> REQUIRED WORK:
Continue the personal blog writing about fear, community, and an emergency room visit from the point where it stops.

To deal with that fear – of rejection, of pain, of loss – I’ve decided (with the help of Bob Marley) that pain and hurt are inevitable, and to try to live so as to avoid them is to live very, very small. And phooey to small.

That’s how I managed my long-time fear. Then That Fear got sneaky and snuck in a new friend.

It goes like this:

What if I hurt him?

Let me tell you: I was surprised. This fear shocked me. The love renegade (c’est moi, Dear Reader), throwing caution to the wind, is suddenly…cautious?

All of this sounds very dramatic, and of course it is, but here’s the second part of the surprise:

This is a very good fear to have.

It means it isn’t all about me. It means I care.

the downside of community

When my youngest daughter was eight months old, I moved back to the small(ish) suburban community I grew up in. I left it when I was eighteen, to live in Victoria, Vancouver, Hsin-Chu (Taiwan), Vancouver, and then Burnaby. Moving back to the suburbs felt like a capitulation but it was a sanity-saver. Suddenly, I lived thirty seconds (walking!) from my sister, and was immersed in a community of young stay-at-home moms. Suddenly, I wasn’t alone.

Community can save your life. But it can be a pain in the ass, too.

Julie [my sister] via BBM, after our cars passed on the street in front of our kids’ school: Who’s the cool dude crammed into the front of your red hawt neon?

Me, later: F.

Julie: I’m telling Heather.

Me: [ignores text.]

Julie: But seriously…WTF?

And what’s really a pain in the ass is that Julie and Heather are almost always right.

Live it, Protect it, French-kiss it

My Friends,

Recently something scary happened – I won’t bore you with details (is there anything more awful than hearing people talk about their medical issues?) – but here’s the summary: I got sick, collapsed, went to hospital at 4am, had surgery the next day.

I’m fine, physically.

The whole thing, although minor on the physical scale, was grand on the psychic scale. It made me think Big Thoughts about why I’m here, what kind of life I want to live…all the things we do when we get frightened and realize that health and life are precious.
 
Have I ever told you about my obsession with clean slates?
 
This is one. Moving, surgery, thinking differently about how I live, how I hope to live and who I choose to live with…this, I know, is a defining moment.

Anyway.
 
When I was in the ER, I overheard the stories of other patients. Two stood out. One was a young/old man: born in 1969, so just four years older than me, but he looked a hundred. He was there because he drank Lysol and rubbing alcohol until he nearly died. But he was proud that he didn’t “do rock, not like some other people.”
 
At 5.30 am, a 17 year old girl was brought in by police and paramedics. I heard them explaining the case to the doctor: assaulted in a park by “multiple parties”, bruising, swelling but no broken bones. I listened to her give her statement to the police woman: she was partying in the park, got in a car with some people she didn’t know, one of the girls thought she was hitting on her boyfriend, and all the girls beat her, hitting her over and over until she passed out. When she came to, she walked to a nearby 7-11 to call police.

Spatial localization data

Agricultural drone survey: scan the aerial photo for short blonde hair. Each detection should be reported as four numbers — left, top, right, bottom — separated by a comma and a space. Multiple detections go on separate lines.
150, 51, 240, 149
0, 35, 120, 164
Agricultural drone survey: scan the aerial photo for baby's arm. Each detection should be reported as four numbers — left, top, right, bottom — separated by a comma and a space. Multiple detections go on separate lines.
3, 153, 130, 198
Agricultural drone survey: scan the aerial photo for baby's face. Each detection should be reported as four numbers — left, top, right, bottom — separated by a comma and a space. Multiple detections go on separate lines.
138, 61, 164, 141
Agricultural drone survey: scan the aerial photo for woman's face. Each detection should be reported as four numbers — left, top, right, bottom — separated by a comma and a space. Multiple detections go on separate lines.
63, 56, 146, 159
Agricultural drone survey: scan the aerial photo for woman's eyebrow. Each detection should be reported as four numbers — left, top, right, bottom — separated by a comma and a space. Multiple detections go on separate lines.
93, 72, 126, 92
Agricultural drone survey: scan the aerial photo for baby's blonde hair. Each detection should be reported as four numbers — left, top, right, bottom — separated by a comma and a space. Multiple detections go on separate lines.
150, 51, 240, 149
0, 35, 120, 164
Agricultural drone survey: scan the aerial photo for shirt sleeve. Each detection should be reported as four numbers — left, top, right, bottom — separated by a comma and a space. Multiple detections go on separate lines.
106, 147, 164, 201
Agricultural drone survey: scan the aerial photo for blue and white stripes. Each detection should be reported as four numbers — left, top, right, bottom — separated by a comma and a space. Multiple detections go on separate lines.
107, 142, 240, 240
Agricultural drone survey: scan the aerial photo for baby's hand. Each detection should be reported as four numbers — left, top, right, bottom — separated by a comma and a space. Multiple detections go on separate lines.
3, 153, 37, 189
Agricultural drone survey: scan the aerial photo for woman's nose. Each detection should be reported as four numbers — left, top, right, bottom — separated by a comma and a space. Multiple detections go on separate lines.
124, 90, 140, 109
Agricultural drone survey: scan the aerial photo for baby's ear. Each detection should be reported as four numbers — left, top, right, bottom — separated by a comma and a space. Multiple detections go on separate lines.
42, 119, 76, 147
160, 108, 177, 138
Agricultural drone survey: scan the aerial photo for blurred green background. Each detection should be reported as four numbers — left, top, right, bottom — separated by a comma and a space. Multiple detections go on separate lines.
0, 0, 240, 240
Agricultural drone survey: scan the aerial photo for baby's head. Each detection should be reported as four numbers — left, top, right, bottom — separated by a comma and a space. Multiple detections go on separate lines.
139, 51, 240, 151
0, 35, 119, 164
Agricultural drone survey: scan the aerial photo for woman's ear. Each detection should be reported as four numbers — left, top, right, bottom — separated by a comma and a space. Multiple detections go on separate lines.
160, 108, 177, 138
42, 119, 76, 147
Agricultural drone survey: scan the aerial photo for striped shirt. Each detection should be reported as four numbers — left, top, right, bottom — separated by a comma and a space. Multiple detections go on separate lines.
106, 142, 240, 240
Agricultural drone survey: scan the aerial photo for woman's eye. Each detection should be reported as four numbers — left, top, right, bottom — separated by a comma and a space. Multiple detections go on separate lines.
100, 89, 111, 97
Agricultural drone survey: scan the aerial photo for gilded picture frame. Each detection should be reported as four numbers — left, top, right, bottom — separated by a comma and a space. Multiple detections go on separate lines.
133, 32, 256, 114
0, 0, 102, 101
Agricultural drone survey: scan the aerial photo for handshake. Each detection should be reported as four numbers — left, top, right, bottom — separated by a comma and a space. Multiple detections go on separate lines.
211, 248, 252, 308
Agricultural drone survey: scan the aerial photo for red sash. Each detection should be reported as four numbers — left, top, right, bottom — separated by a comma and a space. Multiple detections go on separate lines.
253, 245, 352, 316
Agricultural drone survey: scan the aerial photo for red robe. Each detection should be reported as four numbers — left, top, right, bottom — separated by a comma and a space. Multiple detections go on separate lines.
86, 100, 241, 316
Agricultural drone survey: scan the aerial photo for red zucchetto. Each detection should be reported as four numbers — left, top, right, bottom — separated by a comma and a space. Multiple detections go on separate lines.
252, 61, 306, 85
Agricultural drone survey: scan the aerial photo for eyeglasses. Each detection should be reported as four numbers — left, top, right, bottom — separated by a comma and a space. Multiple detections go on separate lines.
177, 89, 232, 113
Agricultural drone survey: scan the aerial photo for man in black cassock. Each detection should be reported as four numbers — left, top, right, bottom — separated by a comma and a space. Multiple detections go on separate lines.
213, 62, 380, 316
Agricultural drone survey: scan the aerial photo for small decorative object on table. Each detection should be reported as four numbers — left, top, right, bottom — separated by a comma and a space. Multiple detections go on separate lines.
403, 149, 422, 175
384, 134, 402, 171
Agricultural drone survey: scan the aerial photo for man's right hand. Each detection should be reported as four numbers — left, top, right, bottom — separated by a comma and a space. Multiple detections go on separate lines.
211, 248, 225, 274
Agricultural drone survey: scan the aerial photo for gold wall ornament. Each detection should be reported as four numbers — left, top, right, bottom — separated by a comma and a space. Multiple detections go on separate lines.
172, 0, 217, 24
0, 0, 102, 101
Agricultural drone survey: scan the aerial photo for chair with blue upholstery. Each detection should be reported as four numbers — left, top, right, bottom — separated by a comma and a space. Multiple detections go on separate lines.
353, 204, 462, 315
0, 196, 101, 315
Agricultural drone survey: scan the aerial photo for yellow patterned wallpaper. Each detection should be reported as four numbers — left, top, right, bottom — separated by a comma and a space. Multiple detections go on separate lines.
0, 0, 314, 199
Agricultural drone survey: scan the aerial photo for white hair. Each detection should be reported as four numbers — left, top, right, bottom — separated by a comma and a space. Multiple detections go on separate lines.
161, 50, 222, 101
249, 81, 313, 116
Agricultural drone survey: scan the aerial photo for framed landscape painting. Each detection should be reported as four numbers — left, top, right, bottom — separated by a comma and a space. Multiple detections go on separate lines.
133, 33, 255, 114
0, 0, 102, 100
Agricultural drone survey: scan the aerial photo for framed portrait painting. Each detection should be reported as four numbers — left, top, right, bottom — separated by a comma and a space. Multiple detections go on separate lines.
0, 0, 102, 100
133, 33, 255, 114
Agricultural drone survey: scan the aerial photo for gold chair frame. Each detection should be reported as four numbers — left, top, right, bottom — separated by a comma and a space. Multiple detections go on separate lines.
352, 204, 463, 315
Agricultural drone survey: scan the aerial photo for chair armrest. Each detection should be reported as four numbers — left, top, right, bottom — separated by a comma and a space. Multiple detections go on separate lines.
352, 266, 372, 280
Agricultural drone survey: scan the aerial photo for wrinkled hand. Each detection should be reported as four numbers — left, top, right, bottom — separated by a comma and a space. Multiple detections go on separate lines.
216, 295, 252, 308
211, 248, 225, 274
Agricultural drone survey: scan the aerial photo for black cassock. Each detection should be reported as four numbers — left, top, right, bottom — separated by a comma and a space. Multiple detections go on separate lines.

> ANSWER AREA:
When she was talking to the police officer, she sounded young and helpless. She cried quietly.
 
Then her mother arrived. Her mother gasped and sobbed in shock at the sight of her daughter’s smashed and swollen face. She wept, telling her daughter over and over again, “I love you, I love you so much.”
 
The teen got angry, brittle, hard: “Quit crying. I’m fine.”
 
And in that exchange I sensed a whole story: the rebellious young girl, putting herself in harm’s way and then dismissing the consequences.
 
Just like the young-old man, drinking poison but insisting he wasn’t trying to kill himself. Putting himself in harm’s way but minimizing the consequences.
 
The young girl and the young-old man are extreme versions of all of us. We’re looking to feel, looking to numb. We’re willing to put ourselves in harm’s way.
 
Listening to the lives of these people unravel in the ER (much like mine was), and later on MSN, listening to a friend, I realized that sometimes we structure our lives like a primal, blood-and-guts Groundhog Day – less the learning. We do the same things over and over, repeat the same mistakes, over and over, and all of it is a form of waiting, delaying, distraction, death.
 
There is no waiting for life, or love. It is here now. Live it, protect it, french-kiss it. Over and over again. Please.

lovelovelove,

Kelly

just tryin’ to stay a little high ‘til we die

He’s an executive. His house is paid for, as are the university educations of his kids.

His wife won’t fuck him. Hasn’t for years. She was “never much interested in sex”.

They had a talk when their son was around thirteen. Should they divorce?

No, they shouldn’t. A boy becoming a man needs a man in the home. They both like their house, the neighbourhood, their neighbours, their friends. And they don’t mind each other.

And so, an agreement.

2008

How are you?
Fine.
How’s work?
Busy as hell. I’m out of town two days a week. This year I’ve made twenty-two trips and it’s only June.

Hey, what’s up with you? How was your weekend?
Great – went to the States and did some shopping with The Wife and The Boy.

I called you this morning, looking for a lunch partner. Couldn’t get a’hold of you. What’d you do for lunch today?
Wendy.

Andrea, Bea, Carrie, Dori, Evelyn, Freya, Gail, Hannah, Jaye, Kelly, Lisa, Mo…

2009

What’s on your plate right now? That project wrapped up, does that mean things have slowed down for you at all?
I’m still out of town every other week. Forty business trips in fifty weeks. It gets old. I hate hotel rooms. But I love my job.

What’s new with you? What are you doing on Friday? Wanna have coffee?
Can’t. I’m having lunch and fucking Jaye.

…Nat, Olivia, Paula, Quincy, Ro, Simone, Tracey, Una, Val, Wendy, Xandra, Yvonne, Zita…

2010

How was your weekend?
Great! Just got home from Seattle. Did some shopping with my wife. I bought a beautiful pinstriped suit. Nice treat. I deserved it. Been travelling all year. I’m away at least two days a week.

Got time for coffee?
Yes…
…How are things between you and your wife?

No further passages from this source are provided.